(Excerpted text)
• • •
It’s time we changed our view of Welles, stopped seeing him as a self-indulgent wastrel, and more as a victim of all that is worst about the entertainment business. An untaught genius (the obscure expressionist sources that critics find for his films are just nonsense), Welles was betrayed by the art form that he helped to revolutionise. I hope our play helps to put the record straight.
Critics and audiences have been very good to Rosebud, directed by Josh Richards, and I want to put on record that any passion or energy in my performance as Welles in Mark Jenkins’ play stems from my anger.
Having immersed myself in his life, it infuriates me that the man behind some of the greatest films ever made should have been reduced to this awkward, exiled and in some ways grotesque figure. These at least are the dominant attributes of the image of Welles that I formed in my youth; this gravel-voiced monolith, fatter even than Pavarotti, lending his great gravelly voice to advertisements for frozen peas, sherry and dog food on television.
• • •
(Material provided)
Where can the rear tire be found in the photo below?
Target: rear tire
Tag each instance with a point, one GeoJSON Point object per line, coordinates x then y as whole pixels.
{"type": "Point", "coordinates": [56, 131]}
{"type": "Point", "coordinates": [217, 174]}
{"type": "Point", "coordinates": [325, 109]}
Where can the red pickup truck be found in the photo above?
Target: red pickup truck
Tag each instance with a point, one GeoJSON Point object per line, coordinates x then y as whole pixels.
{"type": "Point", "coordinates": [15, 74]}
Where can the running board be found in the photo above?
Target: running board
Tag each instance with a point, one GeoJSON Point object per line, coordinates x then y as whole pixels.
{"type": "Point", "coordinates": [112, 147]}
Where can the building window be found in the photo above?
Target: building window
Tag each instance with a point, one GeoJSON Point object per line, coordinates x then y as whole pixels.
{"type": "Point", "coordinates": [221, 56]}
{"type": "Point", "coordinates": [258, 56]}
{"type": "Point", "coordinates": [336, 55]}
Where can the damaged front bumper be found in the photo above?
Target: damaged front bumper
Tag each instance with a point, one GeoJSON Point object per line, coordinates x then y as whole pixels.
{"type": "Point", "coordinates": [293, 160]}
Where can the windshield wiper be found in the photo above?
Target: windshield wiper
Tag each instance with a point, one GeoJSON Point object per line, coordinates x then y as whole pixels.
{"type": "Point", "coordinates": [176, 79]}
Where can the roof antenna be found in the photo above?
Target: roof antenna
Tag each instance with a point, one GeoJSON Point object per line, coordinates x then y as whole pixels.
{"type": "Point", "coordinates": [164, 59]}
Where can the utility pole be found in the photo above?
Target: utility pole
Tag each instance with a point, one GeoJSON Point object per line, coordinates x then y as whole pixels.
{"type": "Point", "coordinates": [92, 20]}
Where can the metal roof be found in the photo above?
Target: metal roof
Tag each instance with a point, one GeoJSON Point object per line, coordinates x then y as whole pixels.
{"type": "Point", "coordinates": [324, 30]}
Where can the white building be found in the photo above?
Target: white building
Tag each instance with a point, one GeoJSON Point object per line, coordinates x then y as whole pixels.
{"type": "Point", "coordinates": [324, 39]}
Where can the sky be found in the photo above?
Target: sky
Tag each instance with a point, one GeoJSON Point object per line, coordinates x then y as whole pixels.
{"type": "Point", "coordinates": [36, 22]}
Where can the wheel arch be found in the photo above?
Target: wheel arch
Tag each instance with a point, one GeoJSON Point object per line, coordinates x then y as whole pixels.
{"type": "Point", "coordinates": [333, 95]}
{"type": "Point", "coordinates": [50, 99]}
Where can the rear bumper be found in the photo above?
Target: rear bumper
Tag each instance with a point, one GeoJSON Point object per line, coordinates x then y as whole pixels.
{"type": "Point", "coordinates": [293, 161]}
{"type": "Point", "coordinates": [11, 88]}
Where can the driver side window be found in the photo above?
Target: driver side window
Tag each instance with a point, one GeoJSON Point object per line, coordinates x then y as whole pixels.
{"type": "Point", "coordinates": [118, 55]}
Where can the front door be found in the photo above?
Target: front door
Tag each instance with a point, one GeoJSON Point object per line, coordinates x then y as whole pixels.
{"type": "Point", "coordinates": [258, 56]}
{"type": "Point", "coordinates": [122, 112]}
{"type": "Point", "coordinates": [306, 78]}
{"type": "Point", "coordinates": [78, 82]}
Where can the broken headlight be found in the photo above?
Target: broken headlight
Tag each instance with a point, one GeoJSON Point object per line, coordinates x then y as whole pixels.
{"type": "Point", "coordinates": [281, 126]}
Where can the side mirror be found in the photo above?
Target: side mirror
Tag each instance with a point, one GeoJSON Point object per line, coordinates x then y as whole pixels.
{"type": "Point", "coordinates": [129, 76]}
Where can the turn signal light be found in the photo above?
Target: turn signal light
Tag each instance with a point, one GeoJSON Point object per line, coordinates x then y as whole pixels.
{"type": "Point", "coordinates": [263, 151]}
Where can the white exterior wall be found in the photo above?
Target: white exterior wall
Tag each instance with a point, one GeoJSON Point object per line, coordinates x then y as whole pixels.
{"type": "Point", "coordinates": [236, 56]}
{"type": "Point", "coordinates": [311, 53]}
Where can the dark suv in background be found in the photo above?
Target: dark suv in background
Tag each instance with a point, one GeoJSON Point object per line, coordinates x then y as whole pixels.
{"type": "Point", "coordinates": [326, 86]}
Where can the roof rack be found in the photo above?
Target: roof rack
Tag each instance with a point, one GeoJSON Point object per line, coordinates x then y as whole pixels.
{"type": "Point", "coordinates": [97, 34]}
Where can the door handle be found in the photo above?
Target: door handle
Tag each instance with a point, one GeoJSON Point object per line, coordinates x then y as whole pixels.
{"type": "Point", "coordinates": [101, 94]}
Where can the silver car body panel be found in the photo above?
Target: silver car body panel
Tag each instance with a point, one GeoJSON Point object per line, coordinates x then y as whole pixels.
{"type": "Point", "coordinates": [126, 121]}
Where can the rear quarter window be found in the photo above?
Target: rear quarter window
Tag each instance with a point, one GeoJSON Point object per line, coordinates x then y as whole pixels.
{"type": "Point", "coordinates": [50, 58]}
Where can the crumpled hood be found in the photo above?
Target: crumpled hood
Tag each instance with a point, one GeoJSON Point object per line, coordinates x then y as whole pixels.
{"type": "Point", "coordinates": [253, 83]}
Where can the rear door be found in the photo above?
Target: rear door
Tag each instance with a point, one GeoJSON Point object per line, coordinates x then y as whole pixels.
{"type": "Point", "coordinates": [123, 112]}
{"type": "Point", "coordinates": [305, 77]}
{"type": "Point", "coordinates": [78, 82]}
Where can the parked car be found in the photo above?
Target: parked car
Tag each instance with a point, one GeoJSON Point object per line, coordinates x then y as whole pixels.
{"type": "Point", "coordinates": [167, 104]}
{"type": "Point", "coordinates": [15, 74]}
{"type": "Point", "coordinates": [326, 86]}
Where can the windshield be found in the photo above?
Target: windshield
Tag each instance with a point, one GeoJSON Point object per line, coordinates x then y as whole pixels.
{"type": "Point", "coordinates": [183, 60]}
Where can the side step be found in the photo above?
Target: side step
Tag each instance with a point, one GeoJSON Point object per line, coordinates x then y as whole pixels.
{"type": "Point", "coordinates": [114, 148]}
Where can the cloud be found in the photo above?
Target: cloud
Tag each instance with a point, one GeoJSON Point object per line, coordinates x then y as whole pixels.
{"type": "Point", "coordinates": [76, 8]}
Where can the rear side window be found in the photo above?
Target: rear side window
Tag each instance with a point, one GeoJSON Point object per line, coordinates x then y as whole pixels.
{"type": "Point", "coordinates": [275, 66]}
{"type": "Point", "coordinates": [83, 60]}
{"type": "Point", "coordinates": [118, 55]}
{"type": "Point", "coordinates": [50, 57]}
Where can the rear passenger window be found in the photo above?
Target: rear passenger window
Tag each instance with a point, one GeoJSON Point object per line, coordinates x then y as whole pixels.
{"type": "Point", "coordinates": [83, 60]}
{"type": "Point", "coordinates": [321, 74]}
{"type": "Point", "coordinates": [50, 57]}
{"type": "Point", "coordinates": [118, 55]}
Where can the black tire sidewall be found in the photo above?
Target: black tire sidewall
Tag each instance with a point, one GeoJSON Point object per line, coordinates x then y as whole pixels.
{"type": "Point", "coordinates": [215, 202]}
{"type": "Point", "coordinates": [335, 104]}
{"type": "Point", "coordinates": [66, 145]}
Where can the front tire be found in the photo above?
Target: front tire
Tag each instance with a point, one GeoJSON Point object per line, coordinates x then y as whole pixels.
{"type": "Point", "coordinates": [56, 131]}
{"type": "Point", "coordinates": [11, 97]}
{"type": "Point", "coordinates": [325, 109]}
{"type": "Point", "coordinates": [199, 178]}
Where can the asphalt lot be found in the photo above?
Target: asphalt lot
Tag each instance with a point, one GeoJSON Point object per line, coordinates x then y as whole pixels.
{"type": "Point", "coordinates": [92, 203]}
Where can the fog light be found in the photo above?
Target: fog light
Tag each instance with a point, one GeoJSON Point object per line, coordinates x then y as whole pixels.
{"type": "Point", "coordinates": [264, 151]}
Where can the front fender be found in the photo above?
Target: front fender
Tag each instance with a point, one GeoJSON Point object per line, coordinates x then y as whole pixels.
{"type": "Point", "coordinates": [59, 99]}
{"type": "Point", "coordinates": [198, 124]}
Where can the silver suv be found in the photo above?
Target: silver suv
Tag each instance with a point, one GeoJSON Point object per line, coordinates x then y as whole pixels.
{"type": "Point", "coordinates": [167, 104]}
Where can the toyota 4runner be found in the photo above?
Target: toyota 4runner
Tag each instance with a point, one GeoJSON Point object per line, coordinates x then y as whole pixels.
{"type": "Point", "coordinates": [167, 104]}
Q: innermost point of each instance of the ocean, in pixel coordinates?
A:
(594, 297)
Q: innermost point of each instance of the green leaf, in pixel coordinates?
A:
• • •
(Directions)
a) Reproduce the passage about Welles from "Critics and audiences" to "food on television.".
b) Summarize the passage about Welles in two sentences.
c) Render this sentence from the passage about Welles into Spanish: "I hope our play helps to put the record straight."

(Task-by-task answers)
a)
Critics and audiences have been very good to Rosebud, directed by Josh Richards, and I want to put on record that any passion or energy in my performance as Welles in Mark Jenkins’ play stems from my anger.
Having immersed myself in his life, it infuriates me that the man behind some of the greatest films ever made should have been reduced to this awkward, exiled and in some ways grotesque figure. These at least are the dominant attributes of the image of Welles that I formed in my youth; this gravel-voiced monolith, fatter even than Pavarotti, lending his great gravelly voice to advertisements for frozen peas, sherry and dog food on television.

b) The writer, who plays Welles in Mark Jenkins' play Rosebud, directed by Josh Richards, says the energy in that performance comes from anger that the man behind some of the greatest films ever made was reduced to an awkward, exiled and in some ways grotesque figure lending his voice to television advertisements. The writer argues that Welles should be seen not as a self-indulgent wastrel but as an untaught genius betrayed by the entertainment business, and hopes the play helps to put the record straight.

c) Espero que nuestra obra ayude a dejar las cosas claras.